Do this = Set down every entry again word for word, please, but skip the pictures.

(Excerpts of pointing data)
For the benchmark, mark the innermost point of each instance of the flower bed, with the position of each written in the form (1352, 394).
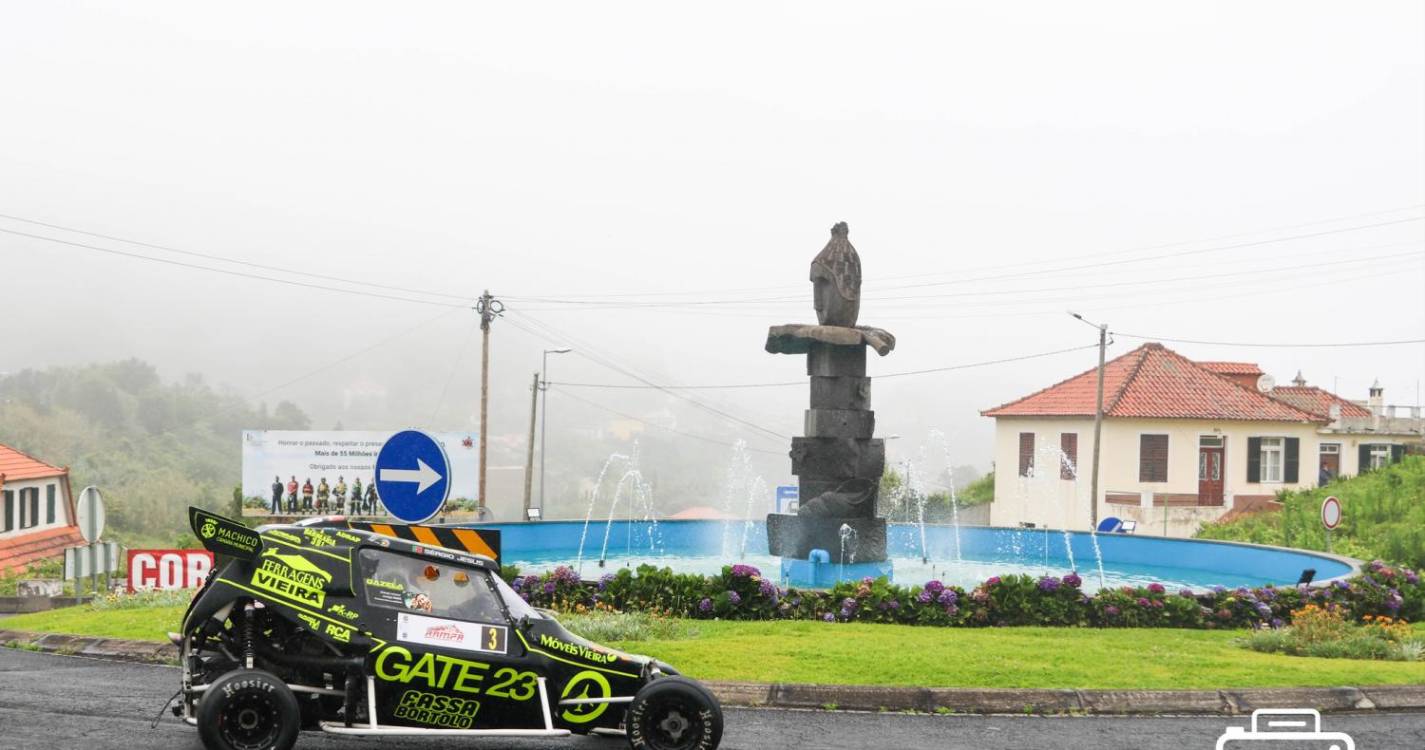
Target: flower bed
(741, 593)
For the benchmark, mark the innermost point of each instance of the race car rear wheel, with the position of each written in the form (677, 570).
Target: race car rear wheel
(674, 713)
(248, 709)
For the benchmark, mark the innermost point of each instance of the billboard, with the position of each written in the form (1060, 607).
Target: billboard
(341, 454)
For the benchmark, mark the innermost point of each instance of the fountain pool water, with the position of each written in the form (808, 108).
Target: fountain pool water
(696, 546)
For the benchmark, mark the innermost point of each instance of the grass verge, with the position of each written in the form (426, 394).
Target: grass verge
(855, 653)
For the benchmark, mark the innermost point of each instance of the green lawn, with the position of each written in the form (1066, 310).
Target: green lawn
(137, 623)
(808, 652)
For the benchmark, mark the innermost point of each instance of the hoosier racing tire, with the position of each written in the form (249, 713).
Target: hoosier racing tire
(248, 709)
(674, 713)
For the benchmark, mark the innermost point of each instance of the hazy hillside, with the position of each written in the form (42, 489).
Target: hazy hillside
(151, 447)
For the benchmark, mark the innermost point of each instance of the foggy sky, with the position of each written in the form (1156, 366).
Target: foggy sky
(566, 150)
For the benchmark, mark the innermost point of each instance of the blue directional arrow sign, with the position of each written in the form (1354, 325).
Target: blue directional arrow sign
(412, 476)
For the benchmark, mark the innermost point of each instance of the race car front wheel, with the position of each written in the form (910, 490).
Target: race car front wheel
(674, 713)
(248, 709)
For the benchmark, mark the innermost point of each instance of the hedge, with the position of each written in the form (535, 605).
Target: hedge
(743, 593)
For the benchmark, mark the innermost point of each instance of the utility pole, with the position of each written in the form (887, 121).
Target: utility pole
(529, 454)
(1097, 425)
(489, 308)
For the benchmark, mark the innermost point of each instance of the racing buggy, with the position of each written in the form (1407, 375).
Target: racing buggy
(328, 625)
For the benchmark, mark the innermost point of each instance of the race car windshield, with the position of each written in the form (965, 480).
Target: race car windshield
(428, 588)
(517, 606)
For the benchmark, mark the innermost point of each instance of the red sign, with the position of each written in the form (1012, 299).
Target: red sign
(1331, 512)
(167, 568)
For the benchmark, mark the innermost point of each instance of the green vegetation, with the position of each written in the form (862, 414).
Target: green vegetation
(1382, 516)
(862, 653)
(1323, 632)
(153, 448)
(134, 623)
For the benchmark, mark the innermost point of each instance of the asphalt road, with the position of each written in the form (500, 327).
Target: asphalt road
(61, 702)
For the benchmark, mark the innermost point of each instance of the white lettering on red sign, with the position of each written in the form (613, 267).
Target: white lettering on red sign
(167, 568)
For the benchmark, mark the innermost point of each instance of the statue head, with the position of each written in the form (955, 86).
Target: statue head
(835, 277)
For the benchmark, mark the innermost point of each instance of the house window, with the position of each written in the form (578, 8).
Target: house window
(29, 511)
(1271, 459)
(1152, 458)
(1069, 462)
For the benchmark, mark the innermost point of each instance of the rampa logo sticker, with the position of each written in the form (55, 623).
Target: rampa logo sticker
(584, 686)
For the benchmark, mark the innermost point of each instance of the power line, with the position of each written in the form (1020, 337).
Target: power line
(224, 271)
(704, 438)
(1311, 345)
(592, 354)
(951, 368)
(235, 261)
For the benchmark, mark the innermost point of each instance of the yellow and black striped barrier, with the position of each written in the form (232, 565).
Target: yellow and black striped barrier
(473, 541)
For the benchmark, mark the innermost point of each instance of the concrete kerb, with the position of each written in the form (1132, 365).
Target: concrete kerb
(868, 697)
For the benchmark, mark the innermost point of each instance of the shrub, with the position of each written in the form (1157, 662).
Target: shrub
(740, 592)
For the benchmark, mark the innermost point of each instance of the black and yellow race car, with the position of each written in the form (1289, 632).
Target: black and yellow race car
(329, 626)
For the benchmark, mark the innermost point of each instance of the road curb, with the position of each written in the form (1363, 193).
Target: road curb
(872, 697)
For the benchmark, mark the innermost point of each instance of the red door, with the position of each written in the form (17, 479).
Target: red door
(1210, 475)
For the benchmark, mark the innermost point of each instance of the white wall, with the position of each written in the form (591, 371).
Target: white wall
(1046, 499)
(20, 509)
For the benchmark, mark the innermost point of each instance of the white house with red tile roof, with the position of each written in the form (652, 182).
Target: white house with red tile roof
(36, 509)
(1183, 442)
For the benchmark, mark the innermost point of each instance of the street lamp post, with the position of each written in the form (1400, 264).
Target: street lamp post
(543, 418)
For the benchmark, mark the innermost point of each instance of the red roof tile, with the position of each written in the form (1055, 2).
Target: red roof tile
(1317, 401)
(1231, 368)
(23, 549)
(19, 465)
(1154, 382)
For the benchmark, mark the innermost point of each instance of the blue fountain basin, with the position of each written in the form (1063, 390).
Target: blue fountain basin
(962, 556)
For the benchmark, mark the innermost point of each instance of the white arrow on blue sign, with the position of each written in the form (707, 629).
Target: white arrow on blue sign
(412, 476)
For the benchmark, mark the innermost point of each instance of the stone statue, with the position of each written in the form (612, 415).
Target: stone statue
(835, 277)
(838, 462)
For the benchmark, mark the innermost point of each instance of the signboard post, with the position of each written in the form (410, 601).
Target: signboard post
(412, 476)
(1330, 516)
(90, 509)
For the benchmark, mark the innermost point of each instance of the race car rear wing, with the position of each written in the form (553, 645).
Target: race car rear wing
(224, 536)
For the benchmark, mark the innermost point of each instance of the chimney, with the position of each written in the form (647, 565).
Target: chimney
(1377, 398)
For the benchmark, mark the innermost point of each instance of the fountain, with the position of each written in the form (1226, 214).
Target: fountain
(838, 462)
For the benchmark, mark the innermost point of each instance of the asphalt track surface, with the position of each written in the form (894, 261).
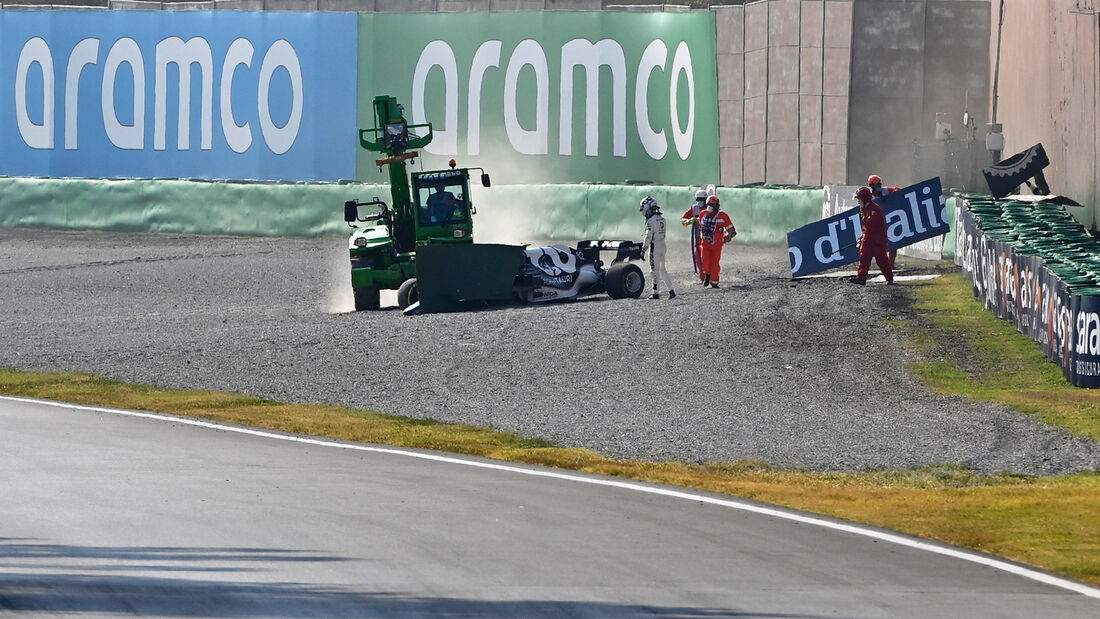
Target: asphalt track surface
(803, 374)
(109, 515)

Right answer =
For the benchmark, mark the innermost point of each instance of the flower bed, with the position of each written in the form (1352, 394).
Target: flower bed
(741, 593)
For the benchmark, mark the innermost point of each instance of the race car rear wheel, with the position of each written in the form (677, 570).
Target: race car rear wheel
(674, 713)
(248, 709)
For the benchmark, mark the innermost point of each instance of the billboard, with the position of each written in the form (1060, 607).
Target: billboard
(341, 454)
For the benchmark, mark the innermost point of each instance of the fountain pool water, with the position of each written in the form (808, 108).
Target: fountain pool water
(696, 546)
For the benchmark, mark the innermost point of each instance of the grass verge, with the position of each written in the form (426, 394).
Target: grass verge
(855, 653)
For the benchmark, mark the innermost point of each instance of the green lawn, with the position of each written in the form (1066, 310).
Target: green lawn
(137, 623)
(808, 652)
For the benchmark, mark the innermost point of each instance of the hoosier racing tire, with the position of each written in the form (249, 713).
Target: hoosier racing tire
(248, 709)
(674, 713)
For the benchmark, mark the innermost point of each instance of the hazy hillside, with the position of each written in the form (42, 489).
Target: hazy hillside
(151, 447)
For the benchmark, mark the innermost point of each instance of the foggy sky, with the position of each written in the form (1156, 366).
Target: foggy sky
(566, 150)
For the benchmark, mark the innermost point of each instance of the blue directional arrow sign, with the position of each written in the form (1354, 325).
Target: blue directional arrow sign
(412, 476)
For the benchmark, mark the innermost point of each instance of the race car front wheel, with the position of each written in the form (910, 490).
Target: race car front wheel
(674, 713)
(248, 709)
For the benchmark, mark the innermost point of each instance of the hedge, with the position of each written in the form (535, 605).
Target: hedge
(743, 593)
For the benchmark, mark the innermost point of each instance of the utility pole, with the position of each written in the form (887, 121).
Target: utility pole
(529, 454)
(1097, 425)
(489, 308)
For the benchmark, mark the innermost point of each instance of the racing buggy, with the position of each written in the form (1407, 375).
Target: racing buggy
(328, 625)
For the benchmark, mark the innermost point of each instance of the race car windshield, with the position of each written in the form (965, 480).
Target: race car windshield
(428, 588)
(517, 606)
For the benchmark, mark the innermost point of each instance of the red sign, with the position of each written in the form (1012, 299).
Target: red sign
(1331, 512)
(167, 568)
For the benchmark, mark the innermost point of each instance of the green vegetation, with the position of each written in the form (862, 414).
Target: green vegetation
(1382, 516)
(862, 653)
(1323, 632)
(153, 448)
(134, 623)
For the benchmark, mark the innermost point of each instance of the asphalt road, with the position of each written in the form (500, 327).
Target: asphalt road
(61, 702)
For the benchmark, mark the innermost point of each instance of the white lettering on red sign, with the position of each written in the form (613, 267).
Target: white lettering on red sign
(167, 568)
For the benchmark, mark the innermost point of each instance of the statue head, with the position of each written in the form (955, 86).
Target: statue head
(835, 277)
For the benchmark, mark the innermost point of each instance of the house window, with the position of each written in the form (578, 8).
Target: house window
(29, 511)
(1271, 459)
(1152, 458)
(1069, 462)
For the benchmark, mark the innermost point of each instance of the rampa logo sticker, with the position of each written in the form (55, 623).
Target: rampa logo sticker
(584, 686)
For the benchmark, mark the innermost point of each instance of the power line, with the position of each written in the form (1020, 337).
Target: power line
(224, 271)
(704, 438)
(1311, 345)
(592, 354)
(951, 368)
(235, 261)
For the benchmark, mark the innermost point of each instance of the yellow and black striped barrier, with the position of each written in the form (232, 565).
Target: yellow and black striped barrier
(473, 541)
For the benchmark, mark the innermost point of each instance of the concrete kerb, with the position of each written in the form (1132, 365).
Target: concrete kerb
(868, 697)
For the benchmark, mark the innermost point of each instance of the shrub, with the position of each written in the form (1157, 662).
Target: shrub
(740, 592)
For the benchmark, mark the innermost point of each instance of the black and yellow race car, with the position of each written in the form (1289, 632).
Target: black and yellow race car
(329, 626)
For the benchmark, mark the innermost point of each instance of the road curb, with the position of each written in the form (1363, 193).
Target: road curb
(872, 697)
For the benchmark, mark the innermost point of each instance of the red door, with the position of each written in the form (17, 479).
Target: red door
(1210, 475)
For the benchmark, mark the innermost point of each instance of the white wall, with the position of each written in the form (591, 371).
Target: white wall
(1046, 499)
(20, 509)
For the benchmark, mark the innermost point of each instance of the white house with red tile roof, with the position of each written in the form (652, 182).
Target: white house with red tile roof
(36, 509)
(1183, 442)
For the benchmark, mark the innermost point of each instance of the street lamp post, with the position of each written in the form (1400, 264).
Target: street lamp post
(543, 418)
For the benchmark, mark the innermost point of each instance of the red roof tile, with the position of each written in the form (1055, 2).
Target: red roof tile
(1317, 401)
(1231, 368)
(23, 549)
(19, 465)
(1154, 382)
For the benchmark, mark the innermost point of each instance of the blue fountain basin, with the position of each written in the form (1063, 390).
Target: blue fountain basin
(962, 556)
For the benchmark, mark the innermost point of each instance of the white arrow on blue sign, with the position of each written in the form (707, 629).
Target: white arrow on blue sign
(412, 476)
For the benchmark, mark the innermost point of each instance of the stone statue, with the position of each written in the form (612, 415).
Target: stone statue
(835, 277)
(838, 462)
For the benchmark, mark the innermost point of each instance of the signboard post, with the position of each written in the form (410, 601).
Target: signboard post
(412, 476)
(1330, 516)
(90, 509)
For the benchmark, mark the innermost point of each instance of the race car rear wing, with the position of each written in the form (553, 645).
Target: race car rear wing
(224, 536)
For the benchmark, mark the innermost point of each instance of the chimney, with the position of each written in the form (647, 565).
Target: chimney
(1377, 398)
For the benchmark, mark the innermost point of each instance of the fountain, with the position of each written in the form (1226, 214).
Target: fountain
(838, 462)
For the benchmark, mark the innermost point of each instance of the asphalt track surface, with the position of each written in the form (894, 261).
Target: asphalt track surface
(803, 374)
(109, 515)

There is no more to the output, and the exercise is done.